**** DOCUMENT TEXT ****
Always has been, always will be. I don’t think we’re here for “depth of content”…
Anyway, outside of those listed challenges which are 2nd to the reason I play.
1st and foremost: I’m a loot chaser. I’ll never push the upper threshold like other people. Never be a pack leader or ground breaker.
I couldn’t theorycraft my way out of a wet paper bag - but I like making my own builds and experimenting.
For me: Loot farming & perfecting(or near enough) my my gear, trying different builds for my Main Class and making alt Characters is pretty much what it’s all about.
That being said…
I have not once, ever, followed a “guide” or “build” (though I’m sure I would be able to do that “pushing” if i did) - regardless of whether or not I have/have not: The game is very VERY Player Unfriendly when it comes to Build Swapping, Alt Characters etc.
Our stash is tiny, Aspects take up about 50-60% of it and all my “Play my way” and mess around with different things that keep me interested are arrested and inhibited by their “Player Progression ABC 123 by-the-numbers” design and this horrendous “Tangible” Aspect system(why don’t we have 3x rows of 11 for Aspects?..).
Just like my opinion man.
As for “those items”.
The whole idea of “Uber” Uniques - is offensive to me and I take it as an insult personally. Salty? Yes! Over 10k hours in D2 and I still go back for more of that over-tuned drop% system that’s frankly sadistic haha.( 1/2 serious 1/2 /s…overstating on purpose)
**** INFORMATION SHOWN ****
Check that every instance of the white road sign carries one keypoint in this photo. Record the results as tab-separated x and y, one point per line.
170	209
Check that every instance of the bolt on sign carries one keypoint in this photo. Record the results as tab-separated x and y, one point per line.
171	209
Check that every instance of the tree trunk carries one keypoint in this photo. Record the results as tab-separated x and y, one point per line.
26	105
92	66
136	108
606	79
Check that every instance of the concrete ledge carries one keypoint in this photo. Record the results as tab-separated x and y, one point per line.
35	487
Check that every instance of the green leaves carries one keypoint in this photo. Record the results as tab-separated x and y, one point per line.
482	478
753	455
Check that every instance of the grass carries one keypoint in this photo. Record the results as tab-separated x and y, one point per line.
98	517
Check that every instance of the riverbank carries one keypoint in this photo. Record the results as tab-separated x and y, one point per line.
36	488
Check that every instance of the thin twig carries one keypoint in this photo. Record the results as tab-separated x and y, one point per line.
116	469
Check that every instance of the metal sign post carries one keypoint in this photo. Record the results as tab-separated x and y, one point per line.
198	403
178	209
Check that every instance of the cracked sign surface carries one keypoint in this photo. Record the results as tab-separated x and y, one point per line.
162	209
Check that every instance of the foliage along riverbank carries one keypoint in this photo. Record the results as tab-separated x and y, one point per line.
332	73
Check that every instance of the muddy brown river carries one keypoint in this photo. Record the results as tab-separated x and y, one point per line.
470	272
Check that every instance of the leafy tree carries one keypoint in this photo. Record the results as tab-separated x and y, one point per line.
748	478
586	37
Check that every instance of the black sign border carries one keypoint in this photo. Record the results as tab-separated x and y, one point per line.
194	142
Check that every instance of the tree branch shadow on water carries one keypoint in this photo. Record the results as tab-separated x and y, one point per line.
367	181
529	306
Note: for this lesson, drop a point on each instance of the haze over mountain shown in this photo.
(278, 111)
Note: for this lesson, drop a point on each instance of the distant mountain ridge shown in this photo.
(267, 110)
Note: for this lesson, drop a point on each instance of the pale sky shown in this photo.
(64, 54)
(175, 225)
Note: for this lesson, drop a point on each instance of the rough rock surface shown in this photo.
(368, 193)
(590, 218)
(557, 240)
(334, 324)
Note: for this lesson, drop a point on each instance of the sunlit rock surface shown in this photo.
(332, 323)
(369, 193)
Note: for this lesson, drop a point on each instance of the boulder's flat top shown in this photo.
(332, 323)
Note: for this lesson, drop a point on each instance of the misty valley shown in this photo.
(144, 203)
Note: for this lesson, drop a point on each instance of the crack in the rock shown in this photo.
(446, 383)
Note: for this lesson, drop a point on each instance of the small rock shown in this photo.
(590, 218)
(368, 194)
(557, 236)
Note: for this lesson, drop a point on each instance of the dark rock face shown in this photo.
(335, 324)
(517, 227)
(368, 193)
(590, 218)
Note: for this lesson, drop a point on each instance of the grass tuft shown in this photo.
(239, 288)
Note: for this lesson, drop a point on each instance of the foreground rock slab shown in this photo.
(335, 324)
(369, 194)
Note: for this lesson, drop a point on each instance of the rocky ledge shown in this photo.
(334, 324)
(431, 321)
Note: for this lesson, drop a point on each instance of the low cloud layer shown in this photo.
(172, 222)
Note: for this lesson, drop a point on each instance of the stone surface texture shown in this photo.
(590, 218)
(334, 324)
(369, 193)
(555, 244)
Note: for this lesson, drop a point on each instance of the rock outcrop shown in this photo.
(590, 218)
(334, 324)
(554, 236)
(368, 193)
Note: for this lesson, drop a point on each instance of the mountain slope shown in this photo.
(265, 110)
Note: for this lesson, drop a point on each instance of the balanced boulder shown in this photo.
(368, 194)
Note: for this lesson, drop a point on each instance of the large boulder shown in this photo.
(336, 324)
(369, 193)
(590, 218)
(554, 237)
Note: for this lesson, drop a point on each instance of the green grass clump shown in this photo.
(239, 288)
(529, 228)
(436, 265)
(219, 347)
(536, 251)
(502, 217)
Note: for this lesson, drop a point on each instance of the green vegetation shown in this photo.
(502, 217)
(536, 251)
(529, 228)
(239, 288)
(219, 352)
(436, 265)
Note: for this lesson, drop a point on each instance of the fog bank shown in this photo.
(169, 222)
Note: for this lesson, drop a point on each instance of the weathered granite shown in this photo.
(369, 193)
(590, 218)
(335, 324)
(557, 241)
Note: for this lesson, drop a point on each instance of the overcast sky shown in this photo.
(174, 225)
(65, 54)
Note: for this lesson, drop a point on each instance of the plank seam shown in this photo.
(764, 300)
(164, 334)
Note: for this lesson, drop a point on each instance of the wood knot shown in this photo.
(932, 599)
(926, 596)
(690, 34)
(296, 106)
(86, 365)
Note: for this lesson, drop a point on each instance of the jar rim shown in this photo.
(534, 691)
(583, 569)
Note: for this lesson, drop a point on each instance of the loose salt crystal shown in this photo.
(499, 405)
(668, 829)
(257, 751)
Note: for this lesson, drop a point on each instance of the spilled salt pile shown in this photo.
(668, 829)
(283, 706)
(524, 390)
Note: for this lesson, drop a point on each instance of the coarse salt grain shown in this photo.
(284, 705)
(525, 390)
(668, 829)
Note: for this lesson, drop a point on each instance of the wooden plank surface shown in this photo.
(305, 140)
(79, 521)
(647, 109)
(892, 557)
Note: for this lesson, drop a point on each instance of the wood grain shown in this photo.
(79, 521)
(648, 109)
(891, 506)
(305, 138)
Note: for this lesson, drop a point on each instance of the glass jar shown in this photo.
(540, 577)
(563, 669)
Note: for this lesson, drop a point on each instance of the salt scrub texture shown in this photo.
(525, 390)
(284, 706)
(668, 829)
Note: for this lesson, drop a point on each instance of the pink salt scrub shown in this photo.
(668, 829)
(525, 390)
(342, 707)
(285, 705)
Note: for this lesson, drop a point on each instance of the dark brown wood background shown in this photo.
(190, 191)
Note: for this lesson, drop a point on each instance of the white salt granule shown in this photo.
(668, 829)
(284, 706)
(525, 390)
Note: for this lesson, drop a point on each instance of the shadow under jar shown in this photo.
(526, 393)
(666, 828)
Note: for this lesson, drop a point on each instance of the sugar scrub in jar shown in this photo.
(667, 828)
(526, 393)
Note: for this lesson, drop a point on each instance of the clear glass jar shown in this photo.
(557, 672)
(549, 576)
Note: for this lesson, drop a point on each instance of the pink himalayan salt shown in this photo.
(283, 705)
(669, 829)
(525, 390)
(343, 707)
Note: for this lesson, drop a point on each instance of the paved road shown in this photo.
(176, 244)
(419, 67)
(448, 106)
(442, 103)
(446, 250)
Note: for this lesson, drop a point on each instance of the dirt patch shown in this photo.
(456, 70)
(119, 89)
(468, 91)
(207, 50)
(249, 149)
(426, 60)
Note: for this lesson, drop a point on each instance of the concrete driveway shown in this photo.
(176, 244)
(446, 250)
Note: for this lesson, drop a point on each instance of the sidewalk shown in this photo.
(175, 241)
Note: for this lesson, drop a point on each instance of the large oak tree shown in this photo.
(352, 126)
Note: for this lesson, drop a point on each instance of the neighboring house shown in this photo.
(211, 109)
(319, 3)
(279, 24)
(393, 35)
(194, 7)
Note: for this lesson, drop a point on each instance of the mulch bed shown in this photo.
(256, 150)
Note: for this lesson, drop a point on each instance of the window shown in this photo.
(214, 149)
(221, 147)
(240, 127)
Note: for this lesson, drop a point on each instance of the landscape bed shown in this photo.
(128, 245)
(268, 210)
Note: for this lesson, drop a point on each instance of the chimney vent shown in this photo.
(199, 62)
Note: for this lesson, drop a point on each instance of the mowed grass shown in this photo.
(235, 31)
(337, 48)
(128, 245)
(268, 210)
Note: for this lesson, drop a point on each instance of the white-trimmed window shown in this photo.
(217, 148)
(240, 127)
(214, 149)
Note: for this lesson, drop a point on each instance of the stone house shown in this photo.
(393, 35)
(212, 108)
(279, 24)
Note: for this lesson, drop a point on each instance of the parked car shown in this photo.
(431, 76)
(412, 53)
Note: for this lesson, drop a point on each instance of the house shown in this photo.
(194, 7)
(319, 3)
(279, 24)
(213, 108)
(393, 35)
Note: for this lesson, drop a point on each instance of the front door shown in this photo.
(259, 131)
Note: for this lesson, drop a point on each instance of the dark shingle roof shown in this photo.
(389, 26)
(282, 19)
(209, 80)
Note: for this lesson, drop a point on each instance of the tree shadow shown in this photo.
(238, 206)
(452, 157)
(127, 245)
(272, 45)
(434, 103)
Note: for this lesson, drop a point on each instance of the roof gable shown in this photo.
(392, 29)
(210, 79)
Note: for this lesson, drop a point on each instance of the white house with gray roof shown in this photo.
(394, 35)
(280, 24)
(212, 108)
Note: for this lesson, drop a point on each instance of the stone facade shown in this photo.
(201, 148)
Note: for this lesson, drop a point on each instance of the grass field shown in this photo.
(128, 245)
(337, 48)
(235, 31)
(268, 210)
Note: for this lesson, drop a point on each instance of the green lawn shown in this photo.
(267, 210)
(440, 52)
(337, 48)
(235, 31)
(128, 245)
****
[EXERCISES TO COMPLETE]
A – Answer these from the loot-farming post:
(i) How many hours does the writer say they have spent in D2?
(ii) About what share of the stash do Aspects take up?
(iii) What row layout for Aspects does the writer ask about?
B – Transcribe the part of the loot-farming post that opens with the words containing "Always has been, always" and closes with "it’s all about.".
C – Write the next part of the loot-farming post, picking up after its last sentence.

[ANSWER SECTION]
A –
(i) Over 10k hours.
(ii) About 50-60% of it.
(iii) 3x rows of 11.

B –
Always has been, always will be. I don’t think we’re here for “depth of content”…
Anyway, outside of those listed challenges which are 2nd to the reason I play.
1st and foremost: I’m a loot chaser. I’ll never push the upper threshold like other people. Never be a pack leader or ground breaker.
I couldn’t theorycraft my way out of a wet paper bag - but I like making my own builds and experimenting.
For me: Loot farming & perfecting(or near enough) my my gear, trying different builds for my Main Class and making alt Characters is pretty much what it’s all about.

C –
Seriously though - they didn’t just double D2 drop%'s on the rarest items - they Nth’d it.
They’ll normalize some day as power creep is inevitable.
Moral of the story - I’m here for the long haul. I’ll see it through. If I quit I’m done with games for good.(amen). This is probably my last rodeo so I’m hoping they make it a fun ride - it’s sure been a wild one so far.
I can only speak to two of them: D2(R):
You have an extremely “long-tail” carrot for itemization through the runeword system and this helps the end-game grind by having a tangible thing to chase. One of the primary issues in D4 right now, imo obviously, is on the itemization front. You can have a GG item in your 60s that you’ll likely never upgrade and then you have the uber uniques that have no real chance of dropping so it is hard to grind towards.
D2 provides both some targeted farming potential, which does sound like it is coming ot D4, and a natural progression from mid-tier GG items to end-game GG items that provide a smooth item curve to always be pushing towards.
Grim Dawn:
This game provides a worse item power curve but replaces it with many difficult end-game bosses to work towards. You do have items to chase but I wouldn’t call that curve nearly as smooth as D2’s, it is still good but not as good. The bosses though do provide a decent long-tail goal where you’ll likely tweak itemization to better combat each boss
In terms of stuff to do you are right, D2 doesn’t provide a ton of options and Terror Zones only added so much in D2R. The itemization though provides a decent end-game loop because it feels obtainable unlike Uber Uniques.
Itemization is medicore at best. It works. What I hate is the fact that I got Tempest Roar at level 60 and never gotten another one until level 95. Loot RNG is stupid. “Smart loot” makes everything worse. I never found a piece of gear with four desiable affixes. Alway have to reroll the affix. Blizzard design gacha loot.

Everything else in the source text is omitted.